### Exercise brief
Search the data for lines holding the word "pattern". State how many there are, and nothing else.

### Data section
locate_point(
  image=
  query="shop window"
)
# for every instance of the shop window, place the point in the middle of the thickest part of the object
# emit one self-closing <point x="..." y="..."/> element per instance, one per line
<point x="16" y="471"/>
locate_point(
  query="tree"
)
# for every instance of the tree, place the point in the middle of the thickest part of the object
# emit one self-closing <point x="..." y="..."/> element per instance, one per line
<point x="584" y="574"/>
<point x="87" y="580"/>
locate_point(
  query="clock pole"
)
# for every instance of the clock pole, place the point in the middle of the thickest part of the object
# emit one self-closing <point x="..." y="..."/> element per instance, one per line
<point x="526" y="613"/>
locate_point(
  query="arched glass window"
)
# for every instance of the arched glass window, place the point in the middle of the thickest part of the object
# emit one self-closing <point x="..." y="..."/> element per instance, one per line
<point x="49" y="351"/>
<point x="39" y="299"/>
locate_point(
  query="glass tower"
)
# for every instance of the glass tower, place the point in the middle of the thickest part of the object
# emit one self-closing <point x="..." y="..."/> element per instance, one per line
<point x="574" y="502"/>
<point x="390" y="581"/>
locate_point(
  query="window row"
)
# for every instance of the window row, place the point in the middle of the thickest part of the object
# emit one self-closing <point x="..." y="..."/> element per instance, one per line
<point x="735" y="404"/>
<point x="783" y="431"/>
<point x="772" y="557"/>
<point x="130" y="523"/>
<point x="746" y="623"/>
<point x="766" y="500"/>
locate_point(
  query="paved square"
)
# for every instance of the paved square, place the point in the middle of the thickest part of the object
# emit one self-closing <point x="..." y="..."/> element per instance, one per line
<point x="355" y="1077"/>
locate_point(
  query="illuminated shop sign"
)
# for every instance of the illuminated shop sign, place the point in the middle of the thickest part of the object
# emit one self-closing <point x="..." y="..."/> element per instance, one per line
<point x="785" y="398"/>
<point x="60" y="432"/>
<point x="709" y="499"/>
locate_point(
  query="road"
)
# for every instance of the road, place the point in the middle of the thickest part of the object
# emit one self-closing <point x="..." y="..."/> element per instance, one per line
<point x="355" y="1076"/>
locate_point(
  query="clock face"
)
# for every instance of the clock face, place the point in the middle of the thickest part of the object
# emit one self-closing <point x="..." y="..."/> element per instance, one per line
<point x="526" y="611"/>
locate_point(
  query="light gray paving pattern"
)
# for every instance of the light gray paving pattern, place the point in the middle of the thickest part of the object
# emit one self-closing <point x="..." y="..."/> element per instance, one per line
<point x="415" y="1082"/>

### Response
2